[Opening Document section section]
Abstract

“A 23-year-old woman… was referred to an anxiety clinic because her symptoms intensified every time she had an argument with her partner or when the latter went out alone… At the patient’s insistence, her partner had moved in to live with her in her parents’ home… She continued to be anxious about her parents leaving the house and would imagine all sorts of disasters befalling them when they were out. She was plagued by similar fears in relation to her partner. Six months prior to presentation, the patient’s separation anxiety symptoms worsened substantially and she was obliged to give up work… She insisted on accompanying her partner everywhere… her insistence on ‘shadowing’ her partner led to arguments and threats by the latter to desert the relationship. It was at that point that the patient began experiencing panic attacks…” (Manicavasagar and Silove, 1997).
As illustrated by this case excerpt, the team at the Psychiatry Research and Teaching Unit, the University of New South Wales (UNSW), began to describe separation anxiety disorder (SAD) occurring in adulthood in the mid-1990s. Consistent with the characteristics of the childhood category, the core features of adult SAD involved fears of separation and/or harm befalling close attachment figures (Manicavasagar et al., 2000). As expected, symptoms were modified by the stage of maturation; for example, whereas the focus of childhood SAD tends to be exclusively on parents, adult fears encompass a wider network of attachment figures, including spouses, children, parents and romantic partners (not to mention dogs). Rather than overt behaviours like crying and clinging to attachment figures, adults exhibit their fears in more subtle ways, for example by delaying or avoiding leaving home to go to work, and finding reasons to maintain close proximity to or contact with family members, perhaps by phoning repeatedly throughout the day to check on their safety. The recent changes to the category of SAD in the fifth edition of the Diagnostic and Statistical Manual of Mental Disorders (DSM-5 Task Force, 2012) reflect the above observations.
[Closing Document section section]
[Opening Available data section]
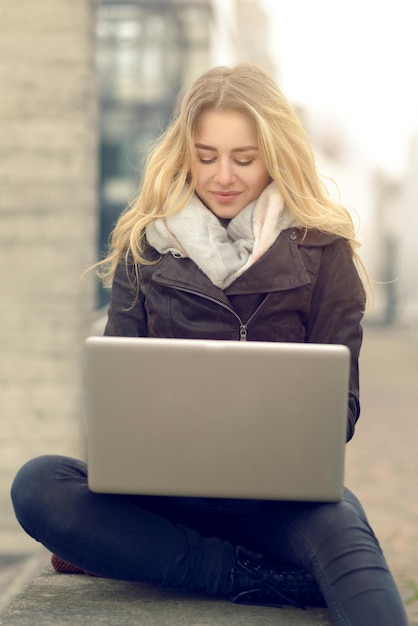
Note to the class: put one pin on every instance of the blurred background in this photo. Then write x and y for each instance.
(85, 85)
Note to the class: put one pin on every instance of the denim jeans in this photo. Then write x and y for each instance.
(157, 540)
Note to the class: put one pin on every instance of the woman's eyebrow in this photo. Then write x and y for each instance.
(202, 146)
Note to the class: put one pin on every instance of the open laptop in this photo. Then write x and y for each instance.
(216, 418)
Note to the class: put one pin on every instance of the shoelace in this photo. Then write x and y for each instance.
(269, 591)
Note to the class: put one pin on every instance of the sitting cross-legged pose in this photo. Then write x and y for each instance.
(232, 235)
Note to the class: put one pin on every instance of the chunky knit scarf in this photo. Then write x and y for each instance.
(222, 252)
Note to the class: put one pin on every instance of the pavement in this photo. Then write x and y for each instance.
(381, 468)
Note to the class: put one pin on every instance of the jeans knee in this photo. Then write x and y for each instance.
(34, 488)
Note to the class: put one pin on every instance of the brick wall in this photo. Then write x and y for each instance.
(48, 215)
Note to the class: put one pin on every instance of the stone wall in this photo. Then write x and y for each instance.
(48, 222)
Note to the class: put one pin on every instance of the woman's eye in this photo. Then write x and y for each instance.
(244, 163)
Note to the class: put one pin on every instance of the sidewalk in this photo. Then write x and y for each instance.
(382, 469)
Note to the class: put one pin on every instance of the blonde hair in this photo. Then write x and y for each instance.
[Closing Available data section]
Continue the abstract on adult separation anxiety disorder from the point where it stops, after the sentence on the DSM-5 changes.

The prevalence of adult patients with SAD in anxiety clinic populations appears to be substantial, as is the level of disability associated with the disorder (Silove et al., 2010b). Yet none of the patients with SAD had been so diagnosed by the mental health professionals with whom they had previously consulted, even though many of the patients themselves had been convinced that the diagnoses they had received, such as panic disorder or agoraphobia, did not accurately reflect their core anxieties (Manicavasagar and Silove, 1997; Manicavasagar et al., 1997).
Why the delayed maturation of SAD?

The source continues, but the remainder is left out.